Task to carry out: Every line of the material must appear in the answer exactly as it does here.

Entries shown:

****

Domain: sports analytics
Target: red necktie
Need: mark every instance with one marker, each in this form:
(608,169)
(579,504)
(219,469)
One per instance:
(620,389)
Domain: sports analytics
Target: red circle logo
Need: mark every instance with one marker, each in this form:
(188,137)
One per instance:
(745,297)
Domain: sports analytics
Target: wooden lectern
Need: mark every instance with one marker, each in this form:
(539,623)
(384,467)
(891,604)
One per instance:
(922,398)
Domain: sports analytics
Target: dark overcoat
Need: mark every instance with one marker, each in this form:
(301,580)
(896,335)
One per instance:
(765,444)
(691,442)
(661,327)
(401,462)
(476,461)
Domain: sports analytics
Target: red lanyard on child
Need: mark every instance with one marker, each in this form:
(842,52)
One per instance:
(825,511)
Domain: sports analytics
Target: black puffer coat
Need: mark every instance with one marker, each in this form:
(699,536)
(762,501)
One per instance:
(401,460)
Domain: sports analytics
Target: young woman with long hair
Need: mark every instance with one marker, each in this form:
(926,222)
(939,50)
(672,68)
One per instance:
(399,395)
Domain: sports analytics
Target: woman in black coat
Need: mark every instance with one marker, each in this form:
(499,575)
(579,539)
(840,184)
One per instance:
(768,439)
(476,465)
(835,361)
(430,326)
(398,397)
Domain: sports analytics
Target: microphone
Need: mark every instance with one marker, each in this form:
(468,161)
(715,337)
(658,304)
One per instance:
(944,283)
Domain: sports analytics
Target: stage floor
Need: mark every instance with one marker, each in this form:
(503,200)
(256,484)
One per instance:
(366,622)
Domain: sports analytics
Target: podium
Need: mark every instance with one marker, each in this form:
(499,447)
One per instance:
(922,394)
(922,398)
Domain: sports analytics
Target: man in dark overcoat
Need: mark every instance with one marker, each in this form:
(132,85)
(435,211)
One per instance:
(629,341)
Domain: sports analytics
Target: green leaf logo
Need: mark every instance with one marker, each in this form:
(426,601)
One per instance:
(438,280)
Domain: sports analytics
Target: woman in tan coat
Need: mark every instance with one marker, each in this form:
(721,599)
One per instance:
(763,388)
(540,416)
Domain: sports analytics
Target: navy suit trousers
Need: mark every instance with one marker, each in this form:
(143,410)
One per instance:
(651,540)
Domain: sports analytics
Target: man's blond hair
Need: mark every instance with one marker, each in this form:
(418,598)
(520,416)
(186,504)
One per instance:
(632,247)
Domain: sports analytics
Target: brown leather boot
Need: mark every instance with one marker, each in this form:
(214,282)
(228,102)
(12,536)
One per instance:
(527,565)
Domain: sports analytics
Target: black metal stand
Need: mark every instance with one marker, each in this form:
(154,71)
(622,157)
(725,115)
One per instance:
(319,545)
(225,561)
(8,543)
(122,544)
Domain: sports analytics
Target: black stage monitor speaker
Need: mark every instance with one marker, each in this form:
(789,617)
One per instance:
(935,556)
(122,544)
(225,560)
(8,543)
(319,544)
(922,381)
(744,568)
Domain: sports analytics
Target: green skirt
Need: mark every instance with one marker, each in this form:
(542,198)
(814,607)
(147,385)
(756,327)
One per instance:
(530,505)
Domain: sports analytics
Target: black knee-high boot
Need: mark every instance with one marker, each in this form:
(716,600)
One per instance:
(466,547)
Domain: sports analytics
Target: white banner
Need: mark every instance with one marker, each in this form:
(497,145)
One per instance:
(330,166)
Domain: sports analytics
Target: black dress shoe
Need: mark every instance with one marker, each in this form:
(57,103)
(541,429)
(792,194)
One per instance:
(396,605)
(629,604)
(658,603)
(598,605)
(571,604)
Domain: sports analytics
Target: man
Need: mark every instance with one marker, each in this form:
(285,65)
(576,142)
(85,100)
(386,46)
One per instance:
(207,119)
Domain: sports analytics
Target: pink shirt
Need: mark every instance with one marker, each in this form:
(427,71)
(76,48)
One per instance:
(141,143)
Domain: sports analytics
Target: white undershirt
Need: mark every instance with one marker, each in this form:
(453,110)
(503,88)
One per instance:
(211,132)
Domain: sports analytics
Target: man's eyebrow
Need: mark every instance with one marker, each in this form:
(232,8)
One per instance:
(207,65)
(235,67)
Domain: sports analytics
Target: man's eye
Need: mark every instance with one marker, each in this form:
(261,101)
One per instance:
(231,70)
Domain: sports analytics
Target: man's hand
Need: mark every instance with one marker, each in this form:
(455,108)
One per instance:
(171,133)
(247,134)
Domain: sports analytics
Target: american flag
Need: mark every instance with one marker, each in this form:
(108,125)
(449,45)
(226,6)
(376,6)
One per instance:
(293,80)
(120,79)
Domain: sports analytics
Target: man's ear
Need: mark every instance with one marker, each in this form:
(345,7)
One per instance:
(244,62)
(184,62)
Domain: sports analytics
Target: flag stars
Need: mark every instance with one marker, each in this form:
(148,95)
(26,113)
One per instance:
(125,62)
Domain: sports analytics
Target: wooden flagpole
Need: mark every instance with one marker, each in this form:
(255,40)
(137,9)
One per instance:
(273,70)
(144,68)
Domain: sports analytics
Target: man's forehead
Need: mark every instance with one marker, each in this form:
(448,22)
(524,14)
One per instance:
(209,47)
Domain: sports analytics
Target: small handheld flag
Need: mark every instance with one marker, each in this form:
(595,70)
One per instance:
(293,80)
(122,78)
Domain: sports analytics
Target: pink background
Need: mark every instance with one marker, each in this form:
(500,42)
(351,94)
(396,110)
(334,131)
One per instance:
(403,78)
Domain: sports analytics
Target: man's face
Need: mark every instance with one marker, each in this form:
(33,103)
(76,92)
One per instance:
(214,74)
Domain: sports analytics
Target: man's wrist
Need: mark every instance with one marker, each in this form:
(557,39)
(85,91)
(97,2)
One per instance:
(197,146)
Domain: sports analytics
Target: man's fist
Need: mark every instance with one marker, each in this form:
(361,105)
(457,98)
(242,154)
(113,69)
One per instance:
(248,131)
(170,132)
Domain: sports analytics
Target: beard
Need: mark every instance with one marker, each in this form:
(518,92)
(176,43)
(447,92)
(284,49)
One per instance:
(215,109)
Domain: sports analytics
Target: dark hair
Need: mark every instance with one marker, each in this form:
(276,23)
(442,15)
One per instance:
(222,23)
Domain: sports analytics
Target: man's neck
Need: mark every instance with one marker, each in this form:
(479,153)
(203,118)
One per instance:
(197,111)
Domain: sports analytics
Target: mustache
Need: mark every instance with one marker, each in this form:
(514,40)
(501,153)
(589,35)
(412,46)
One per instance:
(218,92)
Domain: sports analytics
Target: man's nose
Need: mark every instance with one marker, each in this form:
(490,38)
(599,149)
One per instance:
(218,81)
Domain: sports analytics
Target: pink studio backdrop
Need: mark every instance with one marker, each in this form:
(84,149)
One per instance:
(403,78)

****

Response to this exercise:
Domain: sports analytics
Target: red necktie
Need: mark every instance with one marker, each in this form:
(608,169)
(579,504)
(219,469)
One per instance:
(620,389)
Domain: sports analytics
Target: red circle logo
Need: mark every instance with one marker, each in this form:
(188,137)
One per instance:
(745,297)
Domain: sports analytics
Target: wooden lectern
Need: mark every instance with one marker, each in this form:
(539,623)
(384,467)
(891,604)
One per instance:
(922,398)
Domain: sports analytics
Target: dark overcoat
Need: mark every instance with one marker, each in this form:
(301,580)
(896,335)
One per instance:
(765,444)
(691,442)
(661,327)
(401,462)
(476,461)
Domain: sports analytics
Target: red lanyard on child
Need: mark every instance with one marker, each in this form:
(842,52)
One per instance:
(825,511)
Domain: sports analytics
Target: black puffer coat
Need: mark every instance with one marker, each in this form:
(699,536)
(762,501)
One per instance:
(401,460)
Domain: sports analytics
Target: young woman with long hair
Need: mark every instance with one marker, each in this form:
(926,222)
(939,50)
(672,68)
One per instance:
(399,395)
Domain: sports analytics
Target: woman in black coat
Need: mark every instance with one marker, each in this form:
(499,575)
(579,539)
(840,184)
One per instance:
(768,439)
(476,465)
(835,361)
(430,326)
(398,397)
Domain: sports analytics
Target: microphone
Need: mark every instance with one marker, each in this form:
(468,161)
(715,337)
(658,304)
One per instance:
(944,283)
Domain: sports analytics
Target: stage floor
Need: mark every instance with one marker, each in this form:
(503,200)
(256,484)
One per instance:
(366,622)
Domain: sports analytics
Target: podium
Need: mark every instance with one marker, each in this form:
(499,447)
One per instance:
(922,394)
(922,398)
Domain: sports analytics
Target: man in dark overcoat
Need: mark every instance with one marker, each in this form:
(132,85)
(435,211)
One per instance:
(629,341)
Domain: sports analytics
Target: green leaf logo
Need: mark every instance with one marker, each in this form:
(426,601)
One per instance:
(438,280)
Domain: sports analytics
Target: woman in tan coat
Need: mark every instance with one marker, each in this form:
(721,599)
One per instance:
(763,388)
(540,416)
Domain: sports analytics
Target: navy suit trousers
Need: mark every instance with one marker, each in this form:
(143,410)
One per instance:
(651,540)
Domain: sports analytics
Target: man's blond hair
Need: mark every instance with one marker, each in this form:
(418,598)
(520,416)
(186,504)
One per instance:
(632,247)
Domain: sports analytics
Target: brown leather boot
Need: mark every instance with one marker, each in this form:
(214,282)
(228,102)
(12,536)
One per instance:
(527,565)
Domain: sports analytics
Target: black metal stand
Need: mark every instance with one marker, each in this form:
(154,71)
(622,157)
(725,115)
One per instance:
(319,545)
(225,561)
(8,543)
(122,544)
Domain: sports analytics
Target: black stage monitor speaker
Need: mark every instance with one marker, each in this form:
(789,617)
One per instance:
(935,556)
(122,544)
(225,560)
(8,543)
(319,544)
(922,381)
(744,568)
Domain: sports analytics
Target: green skirt
Need: mark every instance with one marker, each in this form:
(542,198)
(814,607)
(147,385)
(756,327)
One per instance:
(530,505)
Domain: sports analytics
Target: black knee-high boot
Need: mark every instance with one marker, each in this form:
(716,600)
One per instance:
(466,547)
Domain: sports analytics
Target: white banner
Need: mark every instance with one marker, each in this form:
(497,145)
One per instance:
(330,166)
Domain: sports analytics
Target: black dress shoe
Need: mark every instance with one marker, each in this form:
(57,103)
(541,429)
(792,194)
One per instance:
(396,605)
(629,604)
(658,603)
(598,605)
(571,604)
Domain: sports analytics
Target: man
Need: mark every instance with one marker, each in this form:
(285,65)
(576,142)
(85,100)
(386,46)
One per instance:
(207,119)
Domain: sports analytics
Target: pink shirt
Need: mark every instance with one marker, each in this form:
(427,71)
(76,48)
One per instance:
(141,143)
Domain: sports analytics
Target: white undershirt
Need: mark every instance with one marker, each in this form:
(453,110)
(503,88)
One per instance:
(211,132)
Domain: sports analytics
Target: man's eyebrow
Need: mark every instance with one marker, each in this form:
(232,8)
One per instance:
(207,65)
(235,67)
Domain: sports analytics
Target: man's eye
Need: mark every instance with one marker, each in this form:
(261,101)
One per instance:
(231,70)
Domain: sports analytics
Target: man's hand
Need: mark every instance with one marker, each in this form:
(455,108)
One per instance:
(171,133)
(247,134)
Domain: sports analytics
Target: american flag
Need: mark every instance with one marker, each in this form:
(108,125)
(449,45)
(226,6)
(376,6)
One per instance:
(293,80)
(120,79)
Domain: sports analytics
Target: man's ear
Need: mark every instance with one marker, each in this form:
(345,7)
One per instance:
(244,62)
(184,62)
Domain: sports analytics
Target: flag stars
Need: mark every instance with one marker, each in this form:
(148,95)
(26,113)
One per instance:
(125,62)
Domain: sports analytics
Target: wooden flagpole
Need: mark every instance with one marker, each in this form:
(255,40)
(137,9)
One per instance:
(273,70)
(144,68)
Domain: sports analytics
Target: man's forehead
Need: mark every instance with one marker, each in this form:
(448,22)
(524,14)
One per instance:
(209,47)
Domain: sports analytics
Target: small handheld flag
Need: mark every instance with one marker, each in this form:
(595,70)
One per instance:
(293,80)
(122,78)
Domain: sports analytics
Target: pink background
Need: mark every instance with one marker, each in this form:
(500,42)
(351,94)
(396,110)
(334,131)
One per instance:
(403,78)
Domain: sports analytics
Target: man's face
Need: mark every instance with one marker, each in this form:
(33,103)
(76,92)
One per instance:
(214,74)
Domain: sports analytics
Target: man's wrist
Need: mark every instance with one marker, each in this form:
(557,39)
(85,91)
(97,2)
One per instance:
(197,146)
Domain: sports analytics
Target: man's fist
Need: mark every instance with one marker, each in this form:
(361,105)
(457,98)
(242,154)
(113,69)
One per instance:
(248,131)
(170,132)
Domain: sports analytics
Target: beard
Need: mark every instance with one marker, each in this form:
(518,92)
(176,43)
(447,92)
(284,49)
One per instance:
(215,109)
Domain: sports analytics
Target: dark hair
Need: mark every instance with one marker, each in this form:
(276,23)
(442,15)
One per instance:
(222,23)
Domain: sports analytics
Target: man's neck
Need: mark every instance with one marker, each in this form:
(479,153)
(203,118)
One per instance:
(197,111)
Domain: sports analytics
Target: mustache
Need: mark every instance with one marker, each in this form:
(514,40)
(501,153)
(589,35)
(412,46)
One per instance:
(218,92)
Domain: sports analytics
Target: man's nose
Need: mark every instance with one marker, each in this form:
(490,38)
(599,149)
One per instance:
(218,81)
Domain: sports analytics
Target: pink studio backdrop
Need: mark every instance with one marker, each in this form:
(84,149)
One per instance:
(403,78)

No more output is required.